Leave out the pictures and repeat the data exactly.

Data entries
"""

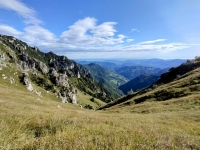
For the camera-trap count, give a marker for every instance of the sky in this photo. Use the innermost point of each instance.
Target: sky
(106, 29)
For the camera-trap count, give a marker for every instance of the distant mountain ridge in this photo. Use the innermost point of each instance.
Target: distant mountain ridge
(138, 83)
(179, 83)
(155, 63)
(106, 76)
(56, 74)
(131, 72)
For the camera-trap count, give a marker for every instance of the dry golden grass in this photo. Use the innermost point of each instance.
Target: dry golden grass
(27, 123)
(30, 124)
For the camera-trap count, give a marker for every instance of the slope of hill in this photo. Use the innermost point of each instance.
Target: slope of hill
(54, 73)
(138, 83)
(106, 76)
(154, 63)
(131, 72)
(181, 83)
(37, 119)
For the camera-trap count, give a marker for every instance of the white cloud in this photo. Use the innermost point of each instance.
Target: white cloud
(84, 36)
(153, 41)
(21, 9)
(133, 30)
(129, 40)
(8, 30)
(87, 32)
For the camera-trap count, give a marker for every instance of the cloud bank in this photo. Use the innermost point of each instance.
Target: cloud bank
(84, 36)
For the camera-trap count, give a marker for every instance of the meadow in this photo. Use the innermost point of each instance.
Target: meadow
(27, 123)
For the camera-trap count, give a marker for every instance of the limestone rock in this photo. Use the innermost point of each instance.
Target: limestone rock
(27, 82)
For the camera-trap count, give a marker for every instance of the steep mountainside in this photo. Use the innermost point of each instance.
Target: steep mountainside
(106, 76)
(154, 63)
(54, 73)
(181, 84)
(131, 72)
(138, 83)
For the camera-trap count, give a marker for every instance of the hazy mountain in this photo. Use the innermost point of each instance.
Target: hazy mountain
(138, 83)
(155, 63)
(181, 82)
(131, 72)
(106, 76)
(54, 73)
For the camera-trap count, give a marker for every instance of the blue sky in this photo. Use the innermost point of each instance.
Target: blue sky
(106, 29)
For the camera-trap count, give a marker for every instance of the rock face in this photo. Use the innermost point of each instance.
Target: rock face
(54, 73)
(26, 80)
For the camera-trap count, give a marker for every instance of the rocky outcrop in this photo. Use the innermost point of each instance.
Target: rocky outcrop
(26, 80)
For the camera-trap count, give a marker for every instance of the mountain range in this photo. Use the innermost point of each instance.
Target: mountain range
(51, 102)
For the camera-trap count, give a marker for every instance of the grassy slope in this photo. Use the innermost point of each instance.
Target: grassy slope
(26, 123)
(30, 124)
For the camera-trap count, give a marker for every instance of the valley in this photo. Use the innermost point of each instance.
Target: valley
(48, 101)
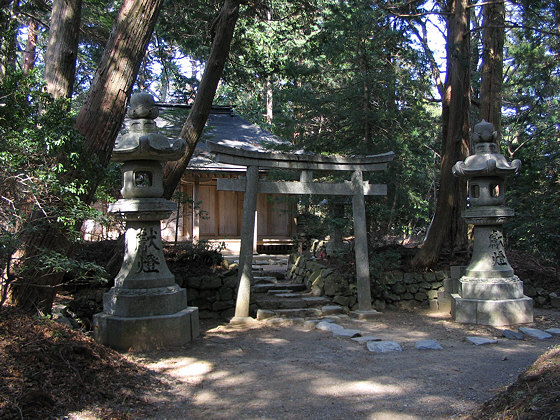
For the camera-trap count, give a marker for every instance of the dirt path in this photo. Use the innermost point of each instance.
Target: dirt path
(267, 372)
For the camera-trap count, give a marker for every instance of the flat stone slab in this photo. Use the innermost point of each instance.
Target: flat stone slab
(288, 295)
(364, 314)
(428, 345)
(513, 335)
(535, 333)
(297, 313)
(347, 332)
(478, 341)
(328, 326)
(284, 322)
(331, 310)
(366, 338)
(315, 300)
(553, 331)
(383, 346)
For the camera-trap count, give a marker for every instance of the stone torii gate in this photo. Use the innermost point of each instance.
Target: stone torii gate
(306, 163)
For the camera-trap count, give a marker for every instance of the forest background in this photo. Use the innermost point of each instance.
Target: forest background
(330, 76)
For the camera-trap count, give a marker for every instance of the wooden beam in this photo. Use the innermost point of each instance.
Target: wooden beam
(299, 165)
(298, 157)
(297, 188)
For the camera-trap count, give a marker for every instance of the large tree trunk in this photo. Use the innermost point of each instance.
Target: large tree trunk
(30, 47)
(493, 34)
(192, 129)
(100, 118)
(62, 48)
(448, 230)
(99, 121)
(8, 33)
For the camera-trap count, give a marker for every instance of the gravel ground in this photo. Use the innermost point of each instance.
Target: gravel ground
(287, 372)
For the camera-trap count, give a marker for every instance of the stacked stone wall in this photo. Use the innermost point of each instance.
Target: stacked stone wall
(214, 295)
(394, 288)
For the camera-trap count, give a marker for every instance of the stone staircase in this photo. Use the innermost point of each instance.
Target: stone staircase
(277, 298)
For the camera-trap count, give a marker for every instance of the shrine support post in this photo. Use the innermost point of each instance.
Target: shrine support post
(360, 243)
(246, 248)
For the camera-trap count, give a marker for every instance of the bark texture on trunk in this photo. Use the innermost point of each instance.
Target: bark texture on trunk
(493, 34)
(8, 35)
(448, 230)
(192, 129)
(30, 47)
(62, 47)
(99, 121)
(100, 118)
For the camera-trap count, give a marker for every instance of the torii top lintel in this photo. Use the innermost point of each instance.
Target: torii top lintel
(309, 162)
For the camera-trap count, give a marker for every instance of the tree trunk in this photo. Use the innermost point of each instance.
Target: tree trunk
(448, 230)
(8, 35)
(493, 34)
(30, 47)
(192, 129)
(99, 121)
(100, 118)
(62, 47)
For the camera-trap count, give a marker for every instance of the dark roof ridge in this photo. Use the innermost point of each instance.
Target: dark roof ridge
(216, 109)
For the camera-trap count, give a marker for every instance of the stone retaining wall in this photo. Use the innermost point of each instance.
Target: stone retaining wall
(392, 288)
(214, 295)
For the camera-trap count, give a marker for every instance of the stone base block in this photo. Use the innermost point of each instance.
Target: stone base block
(491, 290)
(144, 302)
(442, 303)
(146, 333)
(359, 314)
(492, 312)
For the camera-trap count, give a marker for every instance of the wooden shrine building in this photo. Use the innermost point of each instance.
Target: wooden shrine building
(218, 214)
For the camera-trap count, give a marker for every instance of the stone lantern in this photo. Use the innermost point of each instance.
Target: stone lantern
(145, 308)
(488, 293)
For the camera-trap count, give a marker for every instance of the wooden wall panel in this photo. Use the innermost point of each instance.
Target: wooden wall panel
(187, 211)
(279, 216)
(209, 217)
(227, 208)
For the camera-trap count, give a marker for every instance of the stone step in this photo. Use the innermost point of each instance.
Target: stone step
(273, 302)
(323, 311)
(288, 313)
(264, 279)
(281, 287)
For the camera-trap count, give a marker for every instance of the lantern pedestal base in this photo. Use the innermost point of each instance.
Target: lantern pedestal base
(147, 332)
(492, 312)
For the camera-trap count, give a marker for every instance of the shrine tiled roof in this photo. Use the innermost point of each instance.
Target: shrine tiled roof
(224, 127)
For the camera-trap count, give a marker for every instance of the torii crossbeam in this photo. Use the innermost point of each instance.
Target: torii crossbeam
(306, 163)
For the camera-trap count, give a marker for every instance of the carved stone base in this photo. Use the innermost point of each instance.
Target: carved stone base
(492, 312)
(148, 332)
(125, 302)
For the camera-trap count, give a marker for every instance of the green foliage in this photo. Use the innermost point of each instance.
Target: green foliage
(531, 126)
(43, 173)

"""

§ ANSWER TO THE PROBLEM
For the camera-trap count, give a marker for every instance of the sky in this photo. Use the innermost point of each instance.
Target: sky
(106, 29)
For the camera-trap count, give a marker for every instance of the distant mountain ridge in this photo. Use the innermost point of each instance.
Target: distant mountain ridge
(138, 83)
(179, 83)
(155, 63)
(106, 76)
(56, 74)
(131, 72)
For the camera-trap count, give a marker for every instance of the dry golden grass in this photo. Use the innermost point of each instance.
Target: dry golden grass
(27, 123)
(30, 124)
For the camera-trap count, give a marker for every instance of the slope of hill in this photo. Use the innermost point of each instance.
Target: slope of hill
(54, 73)
(138, 83)
(106, 76)
(154, 63)
(131, 72)
(181, 83)
(37, 119)
For the camera-trap count, give a marker for every instance of the white cloud in this photo. Use the innermost point of each instance.
Target: white cloud
(84, 36)
(153, 41)
(21, 9)
(133, 30)
(129, 40)
(8, 30)
(87, 32)
For the camera-trap count, give a marker for every instance of the cloud bank in this photo. Use the innermost point of each instance.
Target: cloud bank
(84, 36)
For the camera-trap count, give a marker for every instance of the meadow in this photo. Use the innermost point of each instance.
Target: meadow
(27, 123)
For the camera-trap count, give a marker for every instance of the limestone rock in this photo. Use the innermost point of each instance.
Target: limestone rock
(27, 82)
For the camera-trap count, give a marker for every instance of the steep mountainside in this photo. Use the innermost point of each instance.
Target: steep mountainside
(106, 76)
(154, 63)
(54, 73)
(181, 84)
(131, 72)
(138, 83)
For the camera-trap count, give a marker for every instance of the hazy mountain in this photo. Use the innermost point of each instance.
Target: hazy mountain
(138, 83)
(155, 63)
(181, 82)
(131, 72)
(106, 76)
(54, 73)
For the camera-trap count, give a marker for every instance of the blue sky in this photo. Use the innermost point of each instance.
Target: blue sky
(106, 29)
For the camera-trap count, give a marker for every instance of the rock face in this photo. Use the innermost point of each instance.
Target: rock face
(54, 73)
(26, 80)
For the camera-trap count, give a marker for every instance of the rocky outcrop in this photo. Use the innermost point of each instance.
Target: rocky outcrop
(26, 80)
For the camera-trap count, give a marker for every instance of the mountain range in this photo. Use the innermost point of each instance.
Target: mountain range
(51, 102)
For the camera-trap count, give a marker for every instance of the grassy slope in this photo. Use the innermost point of each instance.
Target: grassy slope
(26, 123)
(30, 124)
For the camera-trap count, give a marker for every instance of the valley in this photo. Use the innermost point of each instance.
Target: valley
(48, 101)
For the camera-trap count, give a marker for every instance of the dirt path in this photo. Use the innermost point of each instance.
Target: dirt path
(267, 372)
For the camera-trap count, give a marker for every instance of the flat stone slab in this photo. Use the innermost point of each instance.
Target: flat stone slab
(288, 295)
(364, 314)
(428, 345)
(513, 335)
(535, 333)
(297, 313)
(347, 332)
(478, 341)
(328, 326)
(284, 322)
(331, 310)
(366, 338)
(315, 300)
(553, 331)
(383, 346)
For the camera-trap count, give a marker for every instance of the stone torii gate in this photo. Use the innermost point of each instance.
Target: stone torii gate
(306, 163)
For the camera-trap count, give a marker for every instance of the forest background in this photo. Use the innermost point of each instance.
Target: forest background
(330, 76)
For the camera-trap count, give a marker for every instance of the wooden beam in this photo. Use the innermost point of each instance.
Target: wooden beam
(299, 165)
(298, 157)
(297, 188)
For the camera-trap count, give a marker for every instance of the large tree trunk in this photo. Use the innermost point of each instance.
Target: large tree trunk
(30, 47)
(493, 34)
(192, 129)
(100, 118)
(62, 48)
(448, 230)
(99, 121)
(8, 33)
For the camera-trap count, give a marker for every instance of the gravel ground in this photo. Use the innermost point of each instance.
Target: gravel ground
(287, 372)
For the camera-trap count, give a marker for every instance of the stacked stone wall in this photo. Use the innermost point of each instance.
Target: stacked stone wall
(214, 295)
(394, 288)
For the camera-trap count, give a marker for every instance of the stone staircase in this photo. Use the innermost point of each instance.
Target: stone staircase
(277, 298)
For the camera-trap count, give a marker for every instance of the shrine support post in this photo. Use the innermost point of each instance.
Target: shrine support post
(360, 243)
(246, 248)
For the camera-trap count, give a marker for every instance of the bark texture on trunk in this photo. Use the innermost point of each instance.
Target: bark texture on trunk
(493, 34)
(8, 35)
(448, 230)
(192, 129)
(30, 47)
(62, 47)
(99, 121)
(100, 118)
For the camera-trap count, give a marker for every instance of the torii top lintel in this photo. Use the innermost point of each instance.
Target: torii top lintel
(309, 162)
For the camera-trap count, give a marker for every instance of the tree trunk in this photo. Use the innermost point of each instance.
Target: tree trunk
(448, 230)
(8, 35)
(493, 34)
(30, 47)
(192, 129)
(99, 121)
(100, 118)
(62, 47)
For the camera-trap count, give a marker for every instance of the dark roof ridge in this photo. Use the innermost point of each instance.
Target: dark roof ridge
(216, 109)
For the camera-trap count, give a marker for every instance of the stone retaining wall in this photo. Use the innermost point of each instance.
Target: stone retaining wall
(392, 288)
(214, 295)
For the camera-trap count, give a marker for every instance of the stone base block in this photo. Use the innermost point of each instance.
Target: stone base block
(491, 290)
(144, 302)
(442, 303)
(146, 333)
(359, 314)
(492, 312)
For the camera-trap count, give a marker for every instance of the wooden shrine building in this photo. Use the innermost point of each instance.
Target: wooden shrine building
(218, 214)
For the camera-trap count, give a marker for every instance of the stone lantern in this photo. Use the innermost point of each instance.
Target: stone lantern
(145, 308)
(488, 293)
For the camera-trap count, give a marker for every instance of the wooden wall panel in this photo. Use the innermost point of each instance.
Target: wooden wall panel
(187, 211)
(279, 216)
(209, 217)
(227, 208)
For the camera-trap count, give a marker for every instance of the stone step in this photo. Use the innermost point of each instance.
Target: stone step
(273, 302)
(323, 311)
(288, 313)
(264, 279)
(281, 287)
For the camera-trap count, give a marker for every instance of the lantern pedestal base in this photo. Use the innermost point of each instance.
Target: lantern pedestal base
(147, 332)
(492, 312)
For the camera-trap count, give a marker for every instance of the shrine tiled roof in this photo. Use the innermost point of each instance.
Target: shrine tiled roof
(224, 127)
For the camera-trap count, give a marker for every instance of the torii crossbeam in this photo. Use the innermost point of each instance.
Target: torii crossbeam
(306, 163)
For the camera-trap count, give a marker for every instance of the carved stone base in this photo. Use the innermost point of each instance.
Target: carved stone base
(492, 312)
(148, 332)
(125, 302)
For the camera-trap count, give a marker for every instance of the green foliage in this photo. Use the innermost point of each instance.
Target: green foliage
(531, 126)
(43, 173)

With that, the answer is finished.